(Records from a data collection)
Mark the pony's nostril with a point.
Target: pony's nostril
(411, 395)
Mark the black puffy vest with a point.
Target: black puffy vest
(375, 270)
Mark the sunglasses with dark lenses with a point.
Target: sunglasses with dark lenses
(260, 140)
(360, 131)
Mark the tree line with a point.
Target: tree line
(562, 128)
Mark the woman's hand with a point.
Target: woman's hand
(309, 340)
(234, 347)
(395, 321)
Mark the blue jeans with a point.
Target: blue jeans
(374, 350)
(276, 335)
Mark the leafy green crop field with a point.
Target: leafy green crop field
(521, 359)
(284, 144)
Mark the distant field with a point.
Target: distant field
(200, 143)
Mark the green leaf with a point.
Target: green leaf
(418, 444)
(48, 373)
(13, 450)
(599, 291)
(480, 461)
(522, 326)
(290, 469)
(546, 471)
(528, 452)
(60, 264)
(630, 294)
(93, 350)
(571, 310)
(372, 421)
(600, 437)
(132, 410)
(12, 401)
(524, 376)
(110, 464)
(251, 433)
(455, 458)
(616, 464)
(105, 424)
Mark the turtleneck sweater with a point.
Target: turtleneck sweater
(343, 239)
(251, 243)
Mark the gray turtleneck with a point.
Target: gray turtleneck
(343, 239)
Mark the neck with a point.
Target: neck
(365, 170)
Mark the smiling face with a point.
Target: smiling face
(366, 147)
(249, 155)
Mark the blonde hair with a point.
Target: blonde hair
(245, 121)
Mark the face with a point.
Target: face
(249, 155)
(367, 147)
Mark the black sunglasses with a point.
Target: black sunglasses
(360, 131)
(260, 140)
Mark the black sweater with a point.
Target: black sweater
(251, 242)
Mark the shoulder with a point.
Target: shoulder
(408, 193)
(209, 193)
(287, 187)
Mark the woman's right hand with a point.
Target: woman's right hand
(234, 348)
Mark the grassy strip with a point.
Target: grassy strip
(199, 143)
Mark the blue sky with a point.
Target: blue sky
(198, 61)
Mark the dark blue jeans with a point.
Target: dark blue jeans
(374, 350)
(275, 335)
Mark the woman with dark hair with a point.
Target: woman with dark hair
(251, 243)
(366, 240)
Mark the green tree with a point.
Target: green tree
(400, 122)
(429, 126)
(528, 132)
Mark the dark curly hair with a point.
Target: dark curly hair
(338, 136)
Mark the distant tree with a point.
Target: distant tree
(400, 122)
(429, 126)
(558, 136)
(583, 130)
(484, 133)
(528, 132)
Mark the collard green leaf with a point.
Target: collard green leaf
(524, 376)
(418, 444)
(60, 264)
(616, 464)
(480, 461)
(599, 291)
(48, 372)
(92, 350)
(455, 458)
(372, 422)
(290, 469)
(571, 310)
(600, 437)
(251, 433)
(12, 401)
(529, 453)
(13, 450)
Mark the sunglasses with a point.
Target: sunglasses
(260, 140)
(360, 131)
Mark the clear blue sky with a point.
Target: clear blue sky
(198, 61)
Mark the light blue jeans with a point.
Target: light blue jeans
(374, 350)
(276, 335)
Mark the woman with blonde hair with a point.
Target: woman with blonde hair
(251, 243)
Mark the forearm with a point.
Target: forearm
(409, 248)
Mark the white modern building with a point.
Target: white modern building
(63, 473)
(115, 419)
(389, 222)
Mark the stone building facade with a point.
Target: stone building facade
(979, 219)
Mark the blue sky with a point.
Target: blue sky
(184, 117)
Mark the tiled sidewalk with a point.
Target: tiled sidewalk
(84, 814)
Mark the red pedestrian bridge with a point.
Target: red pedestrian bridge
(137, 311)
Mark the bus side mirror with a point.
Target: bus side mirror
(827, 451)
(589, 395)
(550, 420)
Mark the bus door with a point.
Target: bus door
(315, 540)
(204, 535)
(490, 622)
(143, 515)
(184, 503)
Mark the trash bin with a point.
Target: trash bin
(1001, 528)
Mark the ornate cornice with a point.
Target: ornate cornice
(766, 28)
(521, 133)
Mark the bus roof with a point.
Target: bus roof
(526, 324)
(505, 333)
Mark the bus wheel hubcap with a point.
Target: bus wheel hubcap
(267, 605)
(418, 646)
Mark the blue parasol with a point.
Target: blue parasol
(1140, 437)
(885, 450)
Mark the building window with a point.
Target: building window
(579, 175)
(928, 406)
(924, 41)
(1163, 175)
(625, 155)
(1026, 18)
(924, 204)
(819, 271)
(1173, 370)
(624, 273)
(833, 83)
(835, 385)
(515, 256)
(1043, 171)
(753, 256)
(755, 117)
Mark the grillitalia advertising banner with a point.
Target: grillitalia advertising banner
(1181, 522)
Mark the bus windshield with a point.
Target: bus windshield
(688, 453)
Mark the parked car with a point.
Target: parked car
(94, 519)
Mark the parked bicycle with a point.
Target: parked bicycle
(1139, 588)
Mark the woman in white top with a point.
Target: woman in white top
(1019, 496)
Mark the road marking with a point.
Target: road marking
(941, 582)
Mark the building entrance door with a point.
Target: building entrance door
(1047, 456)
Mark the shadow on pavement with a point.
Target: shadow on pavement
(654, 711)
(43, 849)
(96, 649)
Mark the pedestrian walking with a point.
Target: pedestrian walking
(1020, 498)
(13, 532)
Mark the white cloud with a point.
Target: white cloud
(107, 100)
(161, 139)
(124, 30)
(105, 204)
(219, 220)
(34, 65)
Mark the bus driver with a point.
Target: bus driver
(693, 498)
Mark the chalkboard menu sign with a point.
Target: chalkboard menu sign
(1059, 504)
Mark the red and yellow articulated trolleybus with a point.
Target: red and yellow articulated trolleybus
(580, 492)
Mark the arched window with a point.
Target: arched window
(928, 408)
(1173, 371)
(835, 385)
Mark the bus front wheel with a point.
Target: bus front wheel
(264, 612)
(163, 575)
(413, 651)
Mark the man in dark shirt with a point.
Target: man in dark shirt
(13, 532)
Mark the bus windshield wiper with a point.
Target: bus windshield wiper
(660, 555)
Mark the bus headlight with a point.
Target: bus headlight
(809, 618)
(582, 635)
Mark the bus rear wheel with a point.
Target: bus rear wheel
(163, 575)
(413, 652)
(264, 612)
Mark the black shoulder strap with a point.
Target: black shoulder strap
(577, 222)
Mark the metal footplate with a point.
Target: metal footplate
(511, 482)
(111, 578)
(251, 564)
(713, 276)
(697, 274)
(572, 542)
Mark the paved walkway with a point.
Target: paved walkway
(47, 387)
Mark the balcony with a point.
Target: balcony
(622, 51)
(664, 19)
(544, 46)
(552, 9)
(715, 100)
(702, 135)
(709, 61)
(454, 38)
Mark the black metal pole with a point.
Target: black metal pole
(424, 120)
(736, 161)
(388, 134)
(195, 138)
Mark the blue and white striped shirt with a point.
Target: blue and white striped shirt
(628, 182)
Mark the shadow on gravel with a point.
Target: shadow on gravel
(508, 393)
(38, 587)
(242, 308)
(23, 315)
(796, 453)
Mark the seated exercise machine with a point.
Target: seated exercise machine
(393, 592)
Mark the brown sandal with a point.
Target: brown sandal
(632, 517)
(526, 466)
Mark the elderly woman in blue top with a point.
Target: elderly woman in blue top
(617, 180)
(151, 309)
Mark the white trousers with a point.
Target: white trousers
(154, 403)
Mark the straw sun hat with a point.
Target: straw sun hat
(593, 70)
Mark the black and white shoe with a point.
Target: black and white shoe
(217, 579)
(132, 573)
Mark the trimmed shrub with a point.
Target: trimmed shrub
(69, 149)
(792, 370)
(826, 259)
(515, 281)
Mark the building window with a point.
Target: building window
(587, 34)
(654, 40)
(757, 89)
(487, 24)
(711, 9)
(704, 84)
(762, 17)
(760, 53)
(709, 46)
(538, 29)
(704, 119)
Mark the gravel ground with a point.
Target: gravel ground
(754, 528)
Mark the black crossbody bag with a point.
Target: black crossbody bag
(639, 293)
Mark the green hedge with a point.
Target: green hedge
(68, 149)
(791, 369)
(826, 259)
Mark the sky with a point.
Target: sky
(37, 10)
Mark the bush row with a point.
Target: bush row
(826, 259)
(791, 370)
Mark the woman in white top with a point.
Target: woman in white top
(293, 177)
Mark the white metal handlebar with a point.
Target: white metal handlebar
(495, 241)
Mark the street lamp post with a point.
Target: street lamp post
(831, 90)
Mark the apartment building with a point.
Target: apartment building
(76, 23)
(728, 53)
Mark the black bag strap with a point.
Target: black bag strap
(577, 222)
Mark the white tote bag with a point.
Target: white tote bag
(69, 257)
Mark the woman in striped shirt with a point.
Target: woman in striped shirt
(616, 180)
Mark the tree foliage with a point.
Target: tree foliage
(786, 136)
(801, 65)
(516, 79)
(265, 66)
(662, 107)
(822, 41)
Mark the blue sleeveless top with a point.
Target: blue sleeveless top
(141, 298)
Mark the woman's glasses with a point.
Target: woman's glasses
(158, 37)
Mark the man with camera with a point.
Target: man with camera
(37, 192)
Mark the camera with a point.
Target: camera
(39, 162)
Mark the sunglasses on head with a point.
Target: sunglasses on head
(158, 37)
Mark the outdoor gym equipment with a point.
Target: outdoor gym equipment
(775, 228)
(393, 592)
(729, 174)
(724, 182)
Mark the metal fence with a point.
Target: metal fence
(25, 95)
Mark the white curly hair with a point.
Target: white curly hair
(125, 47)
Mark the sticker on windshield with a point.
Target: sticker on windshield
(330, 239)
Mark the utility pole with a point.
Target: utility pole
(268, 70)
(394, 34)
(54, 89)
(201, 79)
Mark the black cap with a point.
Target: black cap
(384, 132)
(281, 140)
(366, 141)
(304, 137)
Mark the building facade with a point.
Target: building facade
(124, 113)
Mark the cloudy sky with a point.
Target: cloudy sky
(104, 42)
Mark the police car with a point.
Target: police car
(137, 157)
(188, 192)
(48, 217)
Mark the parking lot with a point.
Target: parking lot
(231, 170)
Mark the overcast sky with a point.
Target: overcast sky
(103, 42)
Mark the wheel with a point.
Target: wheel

▸ **What this task involves**
Find the line that contains "Mark the sky with a point." in the data above. Reproduce it and every later line exactly, through the last one.

▸ **Output of the exercise**
Mark the sky with a point.
Target: sky
(37, 10)
Mark the bush row with a point.
Target: bush row
(826, 259)
(791, 370)
Mark the woman in white top with a point.
Target: woman in white top
(293, 177)
Mark the white metal handlebar with a point.
Target: white metal handlebar
(495, 241)
Mark the street lamp post with a point.
Target: street lamp post
(831, 90)
Mark the apartment building with a point.
Target: apartment building
(76, 23)
(728, 53)
Mark the black bag strap with a point.
Target: black bag strap
(577, 222)
Mark the white tote bag with a point.
Target: white tote bag
(69, 257)
Mark the woman in striped shirt with a point.
Target: woman in striped shirt
(616, 180)
Mark the tree foliage with a point.
Target: tree foliage
(786, 136)
(801, 65)
(516, 79)
(265, 66)
(662, 107)
(822, 41)
Mark the blue sleeveless top with a point.
Target: blue sleeveless top
(141, 298)
Mark the woman's glasses with a point.
Target: woman's glasses
(158, 37)
Mark the man with camera with a point.
Target: man with camera
(37, 192)
Mark the camera with a point.
Target: camera
(39, 162)
Mark the sunglasses on head with a point.
Target: sunglasses on head
(158, 37)
Mark the outdoor gym equipment with a point.
Target: outdoor gym equipment
(775, 228)
(393, 592)
(729, 174)
(724, 182)
Mark the metal fence with a point.
Target: metal fence
(25, 95)
Mark the white curly hair with a point.
Target: white curly hair
(125, 47)
Mark the sticker on windshield with a point.
Target: sticker on windshield
(330, 239)
Mark the utility pole with a point.
Target: utility pole
(268, 70)
(394, 34)
(54, 89)
(201, 79)
Mark the black cap with a point.
Target: black cap
(384, 132)
(281, 140)
(366, 141)
(304, 137)
Mark the building facade with a point.
Target: building facade
(124, 113)
Mark the cloudy sky with a point.
Target: cloudy sky
(104, 42)
Mark the police car with a point.
Target: police car
(137, 157)
(188, 192)
(48, 217)
Mark the parking lot with a point.
Target: parking lot
(231, 170)
Mark the overcast sky with a point.
Target: overcast sky
(103, 42)
Mark the wheel with a point.
Target: wheel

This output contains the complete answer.